***** DATA ROWS

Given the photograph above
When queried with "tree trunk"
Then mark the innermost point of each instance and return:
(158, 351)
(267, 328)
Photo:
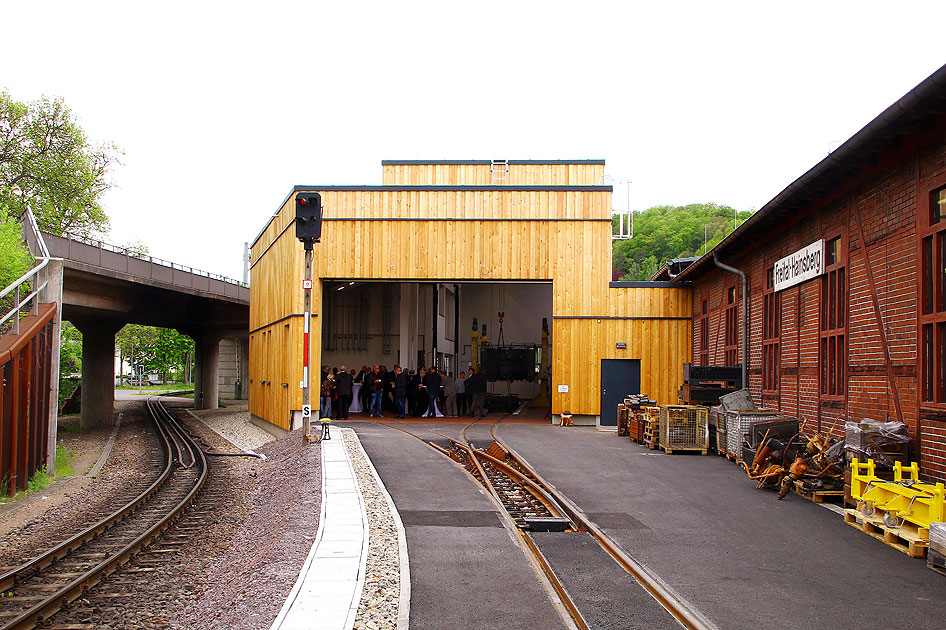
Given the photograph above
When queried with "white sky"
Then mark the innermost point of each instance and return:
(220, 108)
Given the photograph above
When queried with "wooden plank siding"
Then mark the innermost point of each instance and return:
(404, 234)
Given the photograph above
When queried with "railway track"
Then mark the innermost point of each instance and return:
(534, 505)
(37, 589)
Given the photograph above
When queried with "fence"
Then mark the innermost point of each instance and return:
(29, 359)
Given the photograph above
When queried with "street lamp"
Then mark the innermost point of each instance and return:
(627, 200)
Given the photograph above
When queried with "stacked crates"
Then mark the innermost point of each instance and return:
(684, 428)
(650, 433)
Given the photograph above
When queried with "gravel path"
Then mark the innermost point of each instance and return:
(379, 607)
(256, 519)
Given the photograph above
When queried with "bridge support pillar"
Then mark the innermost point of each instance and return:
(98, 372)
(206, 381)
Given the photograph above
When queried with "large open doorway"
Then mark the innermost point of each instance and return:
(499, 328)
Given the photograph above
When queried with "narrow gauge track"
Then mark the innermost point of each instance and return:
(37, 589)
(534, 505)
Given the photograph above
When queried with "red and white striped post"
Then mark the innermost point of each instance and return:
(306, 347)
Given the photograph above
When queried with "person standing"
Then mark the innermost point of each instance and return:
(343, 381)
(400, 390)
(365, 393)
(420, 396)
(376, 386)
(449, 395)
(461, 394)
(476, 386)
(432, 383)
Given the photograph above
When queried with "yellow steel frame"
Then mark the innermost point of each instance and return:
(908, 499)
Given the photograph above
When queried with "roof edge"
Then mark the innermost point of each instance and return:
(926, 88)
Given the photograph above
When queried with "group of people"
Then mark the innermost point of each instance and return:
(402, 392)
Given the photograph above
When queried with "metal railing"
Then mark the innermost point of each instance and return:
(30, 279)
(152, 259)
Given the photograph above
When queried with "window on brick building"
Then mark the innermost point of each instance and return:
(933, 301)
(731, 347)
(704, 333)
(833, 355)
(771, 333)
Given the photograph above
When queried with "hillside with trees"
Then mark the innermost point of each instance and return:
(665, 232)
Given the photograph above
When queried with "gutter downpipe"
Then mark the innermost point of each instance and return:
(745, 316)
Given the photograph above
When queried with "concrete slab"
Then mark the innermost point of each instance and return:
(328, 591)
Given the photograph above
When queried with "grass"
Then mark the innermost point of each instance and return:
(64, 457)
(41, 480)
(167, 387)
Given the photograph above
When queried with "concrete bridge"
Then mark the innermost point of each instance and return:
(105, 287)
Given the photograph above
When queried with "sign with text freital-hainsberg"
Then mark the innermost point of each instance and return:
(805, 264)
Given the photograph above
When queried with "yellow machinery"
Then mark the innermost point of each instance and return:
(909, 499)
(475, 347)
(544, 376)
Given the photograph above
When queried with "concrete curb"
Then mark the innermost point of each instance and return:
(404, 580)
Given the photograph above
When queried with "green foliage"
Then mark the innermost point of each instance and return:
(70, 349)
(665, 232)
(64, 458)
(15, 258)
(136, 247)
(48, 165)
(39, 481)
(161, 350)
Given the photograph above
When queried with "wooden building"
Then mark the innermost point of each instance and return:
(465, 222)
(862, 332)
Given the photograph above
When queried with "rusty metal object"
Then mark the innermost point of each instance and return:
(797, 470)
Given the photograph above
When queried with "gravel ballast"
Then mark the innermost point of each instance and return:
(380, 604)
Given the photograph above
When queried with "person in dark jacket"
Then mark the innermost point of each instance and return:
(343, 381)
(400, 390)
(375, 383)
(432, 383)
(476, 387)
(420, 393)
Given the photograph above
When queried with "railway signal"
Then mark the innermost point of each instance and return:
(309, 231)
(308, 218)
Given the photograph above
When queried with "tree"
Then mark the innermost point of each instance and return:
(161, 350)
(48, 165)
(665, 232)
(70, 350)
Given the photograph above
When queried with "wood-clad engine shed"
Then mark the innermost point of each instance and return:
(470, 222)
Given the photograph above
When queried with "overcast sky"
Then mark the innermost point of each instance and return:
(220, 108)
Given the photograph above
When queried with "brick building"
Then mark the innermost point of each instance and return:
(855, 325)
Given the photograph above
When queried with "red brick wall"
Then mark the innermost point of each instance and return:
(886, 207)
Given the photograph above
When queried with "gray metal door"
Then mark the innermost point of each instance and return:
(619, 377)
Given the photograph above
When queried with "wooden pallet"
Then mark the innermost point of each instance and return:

**********

Reproduce the listing above exactly, excluding all pictures.

Given the photograph above
When queried with "tree trunk"
Then mark the innermost point of each instance and return:
(158, 351)
(267, 328)
Photo:
Given the photograph above
When queried with "white sky"
Then mark the innermost point of each instance and return:
(220, 108)
Given the photograph above
When queried with "wooden plank siding"
Then mark the innermost point of each instance and return:
(404, 234)
Given the photograph above
When queried with "railway track"
Then mark the innermost point of each instance and return:
(534, 505)
(37, 589)
Given the photograph above
When queried with "fence"
Then mark the innermost point of each instance and return:
(29, 359)
Given the photograph above
When queried with "street lamp"
Then mark the innermost point of each instance and return:
(627, 200)
Given the photograph above
When queried with "stacked crates"
Then mark the innermost point of each instance and return:
(684, 428)
(650, 433)
Given the photograph above
When queried with "gravel path"
Then mark the innermost point of each instance and return:
(379, 607)
(256, 519)
Given the photograph above
When queried with "bridge support pillar"
Then mark the innermost point of each instance and return:
(98, 372)
(206, 381)
Given the photograph above
When queried with "large open doorway"
Then mark the innermost point of each instance and return:
(499, 328)
Given the photograph above
When queried with "narrow gauge track"
Then mark the innermost point of each instance and return:
(37, 589)
(534, 505)
Given the photograph above
When queried with "red and white striped post"
Then mark the innermost point of each instance and return:
(306, 347)
Given the photograph above
When queried with "person standing"
Then mark the innermost point of each instance and return:
(343, 381)
(400, 390)
(365, 393)
(420, 396)
(376, 386)
(449, 395)
(461, 394)
(476, 386)
(432, 383)
Given the photograph above
When queried with "yellow steel frame"
Then mark the innermost point of each instance and return:
(908, 499)
Given the photograph above
When queried with "roof edge"
Then mark the innermost point of each instance and return:
(926, 88)
Given the photograph above
When queried with "group of people"
Then mark the innermost point of each instance and return:
(402, 392)
Given the photograph above
When queried with "metal railing"
Then mark the innermost point of each instance and return:
(30, 279)
(152, 259)
Given the photograph above
When queried with "window on brick building"
Then mark the innermost point of each instance and return:
(933, 301)
(731, 347)
(704, 333)
(833, 355)
(771, 333)
Given the photograph above
When queried with "hillside with trees"
Then mark the innermost point of each instance and return:
(665, 232)
Given the photograph above
When queried with "gutter downpipe"
Then mark the innermost point of each instance and return:
(745, 316)
Given the photograph above
When queried with "concrete slab"
Then mark the innermost point of each instance and return:
(328, 591)
Given the photograph above
When queried with "grass"
Then mark the innermost point of each instance and return:
(64, 457)
(41, 480)
(167, 387)
Given the photograph above
When queried with "concrete bridge"
Then mark the innermost point of each instance and return:
(105, 287)
Given the photograph above
When queried with "sign with text freital-hainsberg"
Then mark the innermost point of each instance and return:
(805, 264)
Given the photograph above
When queried with "yellow machinery"
Then mark the innermost point of each instance and return:
(909, 499)
(475, 347)
(544, 376)
Given the photograph above
When queried with "concrete curb"
Then mark the innermost point of each instance and return:
(404, 580)
Given the photograph above
When queried with "green foliage"
Then mark the innermost point of each instance and return:
(70, 349)
(665, 232)
(64, 458)
(15, 258)
(136, 247)
(48, 165)
(39, 481)
(161, 350)
Given the photograph above
When queried with "wooden building"
Then mark the innermost point of each instance and return:
(465, 222)
(862, 332)
Given the photograph above
When queried with "rusty metal object"
Then mark the innermost point of each instance and return:
(797, 470)
Given the photograph above
When queried with "gravel ballast"
Then mark the innermost point of each instance and return:
(380, 604)
Given the photograph above
When queried with "person in dark jacket"
Then mark the innermost point of each instance and return:
(343, 381)
(400, 390)
(375, 383)
(432, 383)
(476, 387)
(420, 393)
Given the photograph above
When queried with "railway signal"
Then mark the innermost point of each instance and return:
(309, 231)
(308, 218)
Given the photograph above
When queried with "tree"
Then mark the innermost point of each instance and return:
(161, 350)
(48, 165)
(665, 232)
(70, 350)
Given the photograph above
When queried with "wood-clad engine shed"
Then mark the innermost point of each instance and return:
(470, 222)
Given the photograph above
When queried with "overcast sky"
Then mark the innermost point of each instance and return:
(220, 108)
Given the photograph above
When queried with "brick building"
Then mark the innermost point of each instance and return:
(855, 325)
Given the photograph above
When queried with "red brick wall"
Then mark the innermost point of each instance and return:
(886, 207)
Given the photograph above
When queried with "gray metal door"
Then mark the innermost point of each instance and return:
(619, 377)
Given the photograph above
When queried with "wooden pallet"
Then mark the innermost point of each instance and return:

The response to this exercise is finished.